START Information given

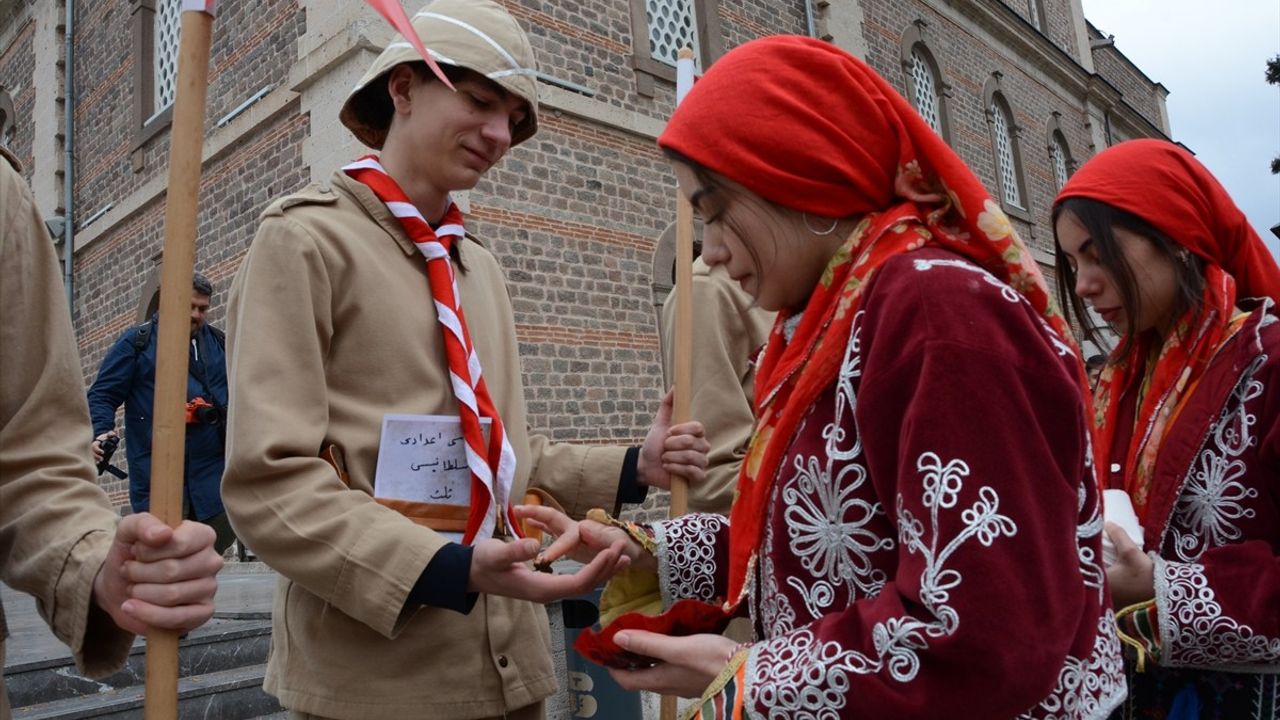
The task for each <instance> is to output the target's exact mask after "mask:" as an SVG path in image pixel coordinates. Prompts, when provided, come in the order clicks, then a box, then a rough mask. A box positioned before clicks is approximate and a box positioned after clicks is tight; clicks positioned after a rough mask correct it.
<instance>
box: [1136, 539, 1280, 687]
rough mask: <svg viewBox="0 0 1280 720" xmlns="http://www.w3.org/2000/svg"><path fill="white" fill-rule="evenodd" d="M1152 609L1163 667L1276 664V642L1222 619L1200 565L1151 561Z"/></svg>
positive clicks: (1174, 562) (1279, 647) (1233, 622)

END Information given

◆ **What is required**
The response consists of the lines above that contain "mask".

◆ **Answer section**
The task for each <instance> is to output the target's exact mask after "mask:" as an SVG path in image pixel coordinates. Prompts, when provided, come in the order clicks, then a box, then a rough mask. A box positioned before clicks is approximate and a box positioned after clicks is tight; clicks positioned after a rough mask correct it.
rough mask: <svg viewBox="0 0 1280 720" xmlns="http://www.w3.org/2000/svg"><path fill="white" fill-rule="evenodd" d="M1152 609L1163 667L1276 664V642L1222 619L1200 565L1151 561Z"/></svg>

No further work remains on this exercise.